- _DATA PROVIDED_
_ _ _ _

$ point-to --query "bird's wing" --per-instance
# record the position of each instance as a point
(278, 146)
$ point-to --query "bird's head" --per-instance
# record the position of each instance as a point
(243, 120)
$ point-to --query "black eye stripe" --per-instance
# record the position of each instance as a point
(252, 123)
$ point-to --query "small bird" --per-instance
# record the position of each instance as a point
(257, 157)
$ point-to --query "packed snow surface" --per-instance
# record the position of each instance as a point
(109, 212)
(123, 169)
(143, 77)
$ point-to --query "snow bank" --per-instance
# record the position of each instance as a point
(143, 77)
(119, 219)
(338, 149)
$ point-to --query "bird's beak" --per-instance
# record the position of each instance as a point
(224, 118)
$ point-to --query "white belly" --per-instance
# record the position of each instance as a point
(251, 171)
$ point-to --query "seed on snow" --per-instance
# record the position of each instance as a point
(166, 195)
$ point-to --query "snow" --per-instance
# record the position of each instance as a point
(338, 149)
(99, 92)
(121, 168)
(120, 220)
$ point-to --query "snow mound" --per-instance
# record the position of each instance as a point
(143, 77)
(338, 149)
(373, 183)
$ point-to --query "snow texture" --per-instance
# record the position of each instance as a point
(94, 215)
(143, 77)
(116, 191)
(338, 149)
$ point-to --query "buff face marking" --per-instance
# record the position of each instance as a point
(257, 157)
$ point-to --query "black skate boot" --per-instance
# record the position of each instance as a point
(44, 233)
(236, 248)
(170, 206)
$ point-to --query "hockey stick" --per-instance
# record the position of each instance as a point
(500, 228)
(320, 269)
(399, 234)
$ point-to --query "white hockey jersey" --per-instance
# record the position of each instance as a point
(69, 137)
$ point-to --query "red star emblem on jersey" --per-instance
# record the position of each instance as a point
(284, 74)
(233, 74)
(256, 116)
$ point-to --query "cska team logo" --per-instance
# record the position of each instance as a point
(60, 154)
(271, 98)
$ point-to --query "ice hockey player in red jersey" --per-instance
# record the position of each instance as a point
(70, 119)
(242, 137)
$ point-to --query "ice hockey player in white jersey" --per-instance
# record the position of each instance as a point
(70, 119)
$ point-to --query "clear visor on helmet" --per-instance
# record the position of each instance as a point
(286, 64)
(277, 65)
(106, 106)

_ _ _ _

Every line of the material must be returned exactly as it appears.

$ point-to --query "bird's wing" --per-instance
# record the position of each instance as a point
(278, 146)
$ point-to --query "bird's head" --per-instance
# record the position of each instance as a point
(243, 120)
$ point-to --query "black eye stripe" --per-instance
# record the position of each instance as a point
(252, 123)
$ point-to --query "small bird" --per-instance
# record the position of each instance as a point
(257, 157)
$ point-to --query "packed snow surface" --per-instance
# record the position of each instance as a point
(109, 212)
(123, 169)
(143, 77)
$ point-to --query "snow bank" --per-instance
# record the position of each instance as a point
(143, 77)
(119, 219)
(338, 149)
$ point-to --query "bird's beak" --per-instance
# record the position of each instance as a point
(224, 118)
$ point-to --query "white belly" --per-instance
# record the position of each instance as a point
(251, 171)
$ point-to --query "seed on snow" --per-instance
# record the position of each instance as a point
(166, 195)
$ point-to --query "snow" --per-instance
# record the position of each instance as a point
(338, 149)
(99, 92)
(121, 168)
(120, 220)
$ point-to --query "snow mound" --per-instance
# record the position of each instance as a point
(143, 77)
(338, 149)
(373, 183)
$ point-to --query "snow texture" --per-instance
# record the position of each instance as a point
(94, 215)
(143, 77)
(116, 191)
(338, 149)
$ point-to --query "buff face marking" --per-instance
# record the position of each instance as a point
(257, 157)
$ point-to --query "black skate boot" --per-instance
# record the position of each instance as a point
(44, 233)
(236, 248)
(170, 206)
$ point-to --query "hockey stick" --per-instance
# record the position of each instance as a point
(500, 228)
(320, 269)
(399, 234)
$ point-to --query "white hockey jersey" --per-instance
# record the position of each instance as a point
(69, 137)
$ point-to --query "red star emblem on jersey" --per-instance
# record the position of each instance as a point
(284, 74)
(233, 74)
(256, 116)
$ point-to --query "cska team logo" --per-instance
# record the position of each instance as a point
(60, 154)
(271, 98)
$ point-to --query "ice hockey player in red jersey" --per-instance
# record the position of each instance as a point
(70, 119)
(242, 137)
$ point-to --query "ice hockey player in white jersey" --per-instance
# record the position of each instance as a point
(70, 119)
$ point-to --query "clear visor on helmet" --per-instance
# record the position of each instance as a point
(286, 64)
(277, 65)
(106, 106)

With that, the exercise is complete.